* **Tasks to perform**
1 – According to the report on violence in El Salvador, how many prisoners was the Esperanza prison designed to hold?
2 – Write the next few paragraphs of the report on El Salvador's anti-violence measures, picking up after its final sentence.

The government of President Salvador Sánchez Cerén has made progress in curtailing violence in El Salvador. Photo:

SAN SALVADOR.— The population here is beginning to perceive a more secure environment in the country, following the implementation of measures meant to curb violence, a problem which had reached alarming levels over the last several months.

Police authorities report that in the month of April, 352 homicides took place in the country, representing a 42% decrease as compared to the previous month, 47% less than February, and 52% less than January.
Lázaro Alveranga, who lives in Ciudad Delgado, San Salvador department, says there is more tranquility in the streets with the presence of police, who along with soldiers are keeping vandalism in check.

Likewise, Paty Solar is pleased that the school attended by her three children is being well-guarded by public security forces.

The government has taken a number of steps as part of a comprehensive strategy to confront the rate of violent crime in a country which, until recently, was seeing more than 20 murders a day.

The National Citizen Security and Community Living Council recently reviewed progress on the implementation of 27 prioritized measures in the Safe El Salvador Plan, supervised by a Follow-up and Coordination Commission.

The 27 actions were chosen from among 133 proposals in the Plan, developed by the National Council which includes representatives from all sectors of society.

The measures address five key areas; crime prevention; criminal prosecution; rehabilitation and reinsertion of prisoners; attention to and protection of victims; and strengthening of institutionality.

In the area of violence prevention, one effort which is making progress is the establishment of Fulltime Inclusive Schools in 10 municipalities prioritized in the first phase of the Plan's implementation, where students attend double sessions and participate in a variety of academic, recreational and cultural activities.

As for rehabilitation and reinsertion of prisoners, being promoted is a graduated regime of incarceration which is progressing to part time release for 3,000 convicts (1/3 women), in addition to supervised release for another 2,000.

In El Salvador, prisons have been over-crowded for at least 20 years. To cite but one example, the Esperanza prison, known as the Mariona, the country's largest, was designed for 800 prisoners, but is currently holding 5,146.

In this comprehensive battle against a problem which the Salvadoran people have identified in polls as their principal concern, a number of entities are collaborating, including private business, the Ministries of Labor and Economy, as well as non-governmental organizations advocating for prisoners.

* **Supplied information**
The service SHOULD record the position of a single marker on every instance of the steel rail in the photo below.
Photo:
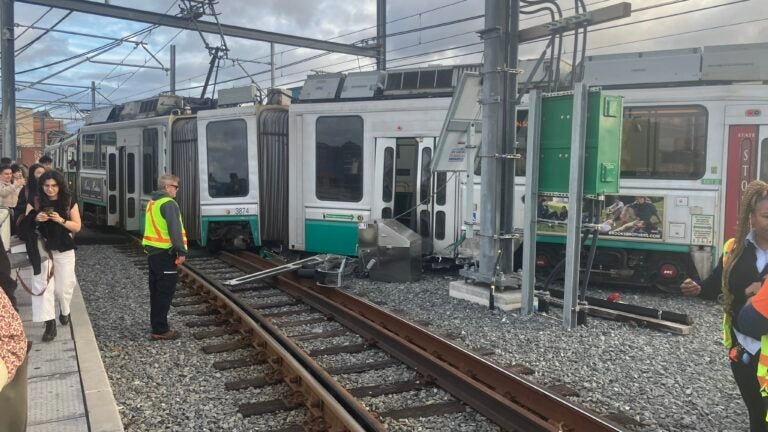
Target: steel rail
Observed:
(509, 400)
(320, 394)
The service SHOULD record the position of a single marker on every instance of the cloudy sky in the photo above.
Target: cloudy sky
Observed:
(656, 24)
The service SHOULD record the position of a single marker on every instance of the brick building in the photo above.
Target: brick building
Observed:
(34, 130)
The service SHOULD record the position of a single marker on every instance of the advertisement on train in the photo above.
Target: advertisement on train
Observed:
(625, 216)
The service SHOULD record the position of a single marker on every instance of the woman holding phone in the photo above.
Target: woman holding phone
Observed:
(58, 218)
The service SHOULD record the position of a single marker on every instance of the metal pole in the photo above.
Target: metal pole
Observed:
(495, 20)
(272, 65)
(531, 202)
(173, 69)
(8, 70)
(509, 137)
(381, 34)
(575, 199)
(469, 191)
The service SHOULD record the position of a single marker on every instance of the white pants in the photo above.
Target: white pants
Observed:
(5, 227)
(60, 287)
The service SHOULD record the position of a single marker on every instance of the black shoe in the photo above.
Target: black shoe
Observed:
(168, 335)
(50, 330)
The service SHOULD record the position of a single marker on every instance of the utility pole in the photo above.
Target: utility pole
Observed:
(173, 69)
(508, 136)
(498, 100)
(272, 65)
(43, 135)
(8, 70)
(381, 34)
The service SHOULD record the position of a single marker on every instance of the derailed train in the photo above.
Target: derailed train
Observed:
(355, 148)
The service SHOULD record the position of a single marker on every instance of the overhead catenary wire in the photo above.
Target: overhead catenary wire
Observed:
(16, 37)
(18, 51)
(257, 73)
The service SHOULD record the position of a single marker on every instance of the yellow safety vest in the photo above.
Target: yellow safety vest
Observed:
(156, 228)
(762, 362)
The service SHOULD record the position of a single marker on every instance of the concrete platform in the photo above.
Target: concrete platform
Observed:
(67, 384)
(505, 300)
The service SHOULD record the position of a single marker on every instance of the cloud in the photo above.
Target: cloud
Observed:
(328, 19)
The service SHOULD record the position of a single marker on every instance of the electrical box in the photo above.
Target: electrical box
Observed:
(602, 159)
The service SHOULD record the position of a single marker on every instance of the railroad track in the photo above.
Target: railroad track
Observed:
(308, 338)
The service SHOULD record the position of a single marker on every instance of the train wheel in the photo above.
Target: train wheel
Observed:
(668, 288)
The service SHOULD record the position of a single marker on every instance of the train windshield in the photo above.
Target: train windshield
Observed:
(339, 158)
(666, 142)
(227, 169)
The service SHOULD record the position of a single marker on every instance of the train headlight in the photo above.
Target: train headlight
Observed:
(668, 271)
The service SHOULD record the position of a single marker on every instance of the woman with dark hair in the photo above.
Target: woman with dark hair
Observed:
(737, 277)
(58, 218)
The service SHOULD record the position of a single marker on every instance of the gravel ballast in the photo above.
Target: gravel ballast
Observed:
(666, 382)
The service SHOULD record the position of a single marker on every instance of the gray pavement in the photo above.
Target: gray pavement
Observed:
(68, 387)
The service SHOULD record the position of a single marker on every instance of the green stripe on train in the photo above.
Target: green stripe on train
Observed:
(331, 237)
(253, 221)
(621, 244)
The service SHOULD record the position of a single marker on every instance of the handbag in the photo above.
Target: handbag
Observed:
(19, 262)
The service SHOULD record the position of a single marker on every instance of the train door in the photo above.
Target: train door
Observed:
(129, 189)
(384, 179)
(113, 206)
(403, 182)
(742, 169)
(446, 222)
(762, 154)
(424, 192)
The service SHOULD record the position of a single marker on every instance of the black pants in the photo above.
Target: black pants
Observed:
(746, 379)
(6, 281)
(162, 286)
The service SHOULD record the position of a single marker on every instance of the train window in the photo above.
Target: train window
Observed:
(441, 182)
(440, 225)
(227, 158)
(88, 150)
(131, 173)
(112, 174)
(522, 141)
(426, 179)
(105, 139)
(389, 168)
(339, 158)
(664, 142)
(424, 223)
(149, 161)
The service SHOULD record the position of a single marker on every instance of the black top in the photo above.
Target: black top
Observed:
(56, 236)
(744, 272)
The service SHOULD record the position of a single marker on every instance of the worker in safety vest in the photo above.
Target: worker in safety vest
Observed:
(165, 242)
(739, 276)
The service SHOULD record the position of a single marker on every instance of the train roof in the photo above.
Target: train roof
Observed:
(707, 66)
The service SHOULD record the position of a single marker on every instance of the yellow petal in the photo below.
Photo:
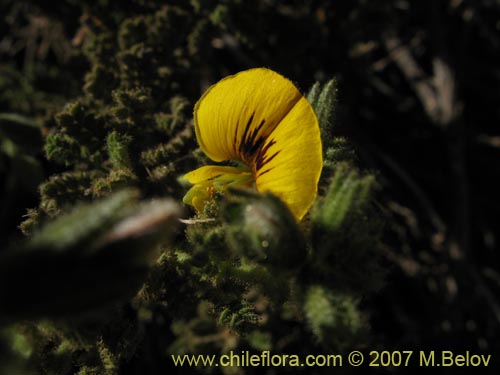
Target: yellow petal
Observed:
(290, 162)
(210, 172)
(235, 116)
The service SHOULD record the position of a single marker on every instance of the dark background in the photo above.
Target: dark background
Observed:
(418, 98)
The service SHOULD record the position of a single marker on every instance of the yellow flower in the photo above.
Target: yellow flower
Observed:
(259, 119)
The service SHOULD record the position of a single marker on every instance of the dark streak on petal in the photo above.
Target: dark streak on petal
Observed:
(264, 172)
(261, 158)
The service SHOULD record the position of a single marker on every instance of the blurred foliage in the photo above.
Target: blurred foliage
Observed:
(97, 96)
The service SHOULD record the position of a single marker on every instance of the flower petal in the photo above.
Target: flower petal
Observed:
(210, 172)
(234, 117)
(290, 161)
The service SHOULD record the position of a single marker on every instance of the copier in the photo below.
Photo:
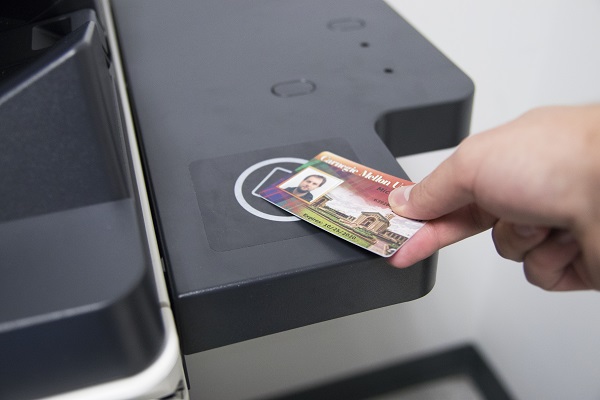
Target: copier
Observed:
(134, 137)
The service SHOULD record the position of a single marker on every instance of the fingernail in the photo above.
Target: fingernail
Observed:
(399, 196)
(565, 237)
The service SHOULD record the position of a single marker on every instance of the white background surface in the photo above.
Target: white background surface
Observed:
(520, 54)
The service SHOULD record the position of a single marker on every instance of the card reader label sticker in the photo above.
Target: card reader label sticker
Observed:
(347, 200)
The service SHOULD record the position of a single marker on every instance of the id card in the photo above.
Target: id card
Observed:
(347, 200)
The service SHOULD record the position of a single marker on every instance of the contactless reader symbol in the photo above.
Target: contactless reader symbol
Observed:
(272, 175)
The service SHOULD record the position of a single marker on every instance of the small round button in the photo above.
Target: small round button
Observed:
(346, 24)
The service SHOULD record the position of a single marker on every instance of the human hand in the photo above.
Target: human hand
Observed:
(535, 181)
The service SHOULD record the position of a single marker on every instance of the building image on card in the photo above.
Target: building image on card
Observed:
(351, 204)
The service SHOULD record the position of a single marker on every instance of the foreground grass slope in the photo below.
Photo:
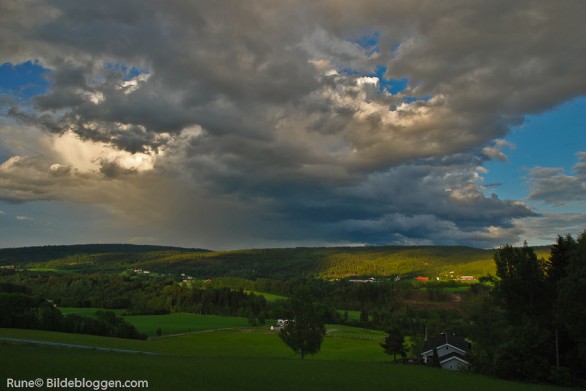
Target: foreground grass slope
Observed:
(208, 372)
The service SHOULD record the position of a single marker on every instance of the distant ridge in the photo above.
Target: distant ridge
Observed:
(50, 252)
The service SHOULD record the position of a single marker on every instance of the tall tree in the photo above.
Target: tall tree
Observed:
(304, 333)
(521, 285)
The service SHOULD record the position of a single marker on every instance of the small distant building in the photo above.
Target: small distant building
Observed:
(371, 279)
(452, 351)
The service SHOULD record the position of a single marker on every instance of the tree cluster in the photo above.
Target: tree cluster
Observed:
(533, 326)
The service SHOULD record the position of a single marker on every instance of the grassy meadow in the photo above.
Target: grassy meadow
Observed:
(237, 359)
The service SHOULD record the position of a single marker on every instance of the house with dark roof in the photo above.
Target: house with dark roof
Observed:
(451, 350)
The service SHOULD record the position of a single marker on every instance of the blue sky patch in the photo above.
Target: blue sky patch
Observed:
(24, 80)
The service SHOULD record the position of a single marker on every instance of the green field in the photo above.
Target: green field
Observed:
(253, 359)
(178, 323)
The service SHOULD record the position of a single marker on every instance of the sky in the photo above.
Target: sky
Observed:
(232, 124)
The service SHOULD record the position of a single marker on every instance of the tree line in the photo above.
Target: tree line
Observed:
(533, 324)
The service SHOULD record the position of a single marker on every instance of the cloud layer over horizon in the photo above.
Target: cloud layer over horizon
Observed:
(248, 124)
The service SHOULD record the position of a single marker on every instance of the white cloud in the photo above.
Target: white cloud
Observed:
(269, 116)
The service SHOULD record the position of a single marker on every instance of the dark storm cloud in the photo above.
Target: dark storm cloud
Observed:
(268, 116)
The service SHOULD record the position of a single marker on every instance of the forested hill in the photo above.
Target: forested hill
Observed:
(284, 263)
(50, 253)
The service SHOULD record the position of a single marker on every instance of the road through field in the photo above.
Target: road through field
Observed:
(73, 346)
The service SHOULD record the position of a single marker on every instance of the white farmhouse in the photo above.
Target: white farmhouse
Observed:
(451, 350)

* **Results by task**
1 – 800 prisoners.

2 –
A sensitive issue is that of victim protection, and the government has set up facilities within exemplary hospitals in the 10 prioritized municipalities to meet the healthcare needs of persons affected by violence.

Special temporary and extraordinary dispositions at penitentiaries and prison farms, meant to promote greater security, were approved by the legislative Assembly this past April, and signed the same day by President Salvador Sánchez Cerén, have already shown results.

The goal of these measures is to rehabilitate facilities, assure the efficiency of the system, and permanently protect the population from crimes which have their origin within the prison system itself.

One of the extraordinary measures was an order to transport almost 300 leaders of criminal organizations to a special detention center, and the government has declared a state of emergency at seven prisons where there are significant numbers of gang members. Also created was a special rapid response force with more than 1,000 specially trained army troops and National Civil Police units.

Since President Sánchez Cerén took office, he has demonstrated his commitment to the Salvadoran people to reduce violence in El Salvador, a country which has for many years been listed among the world's most dangerous.

His commitment is evident in the comprehensive action taken by his administration, seeking a sustainable, definitive solution, despite the unwillingness of the country's right wing opposition, the Alianza Republicana Nacionalista, to allocate needed funds for the initiatives, while at the same time calling for action against violent crime.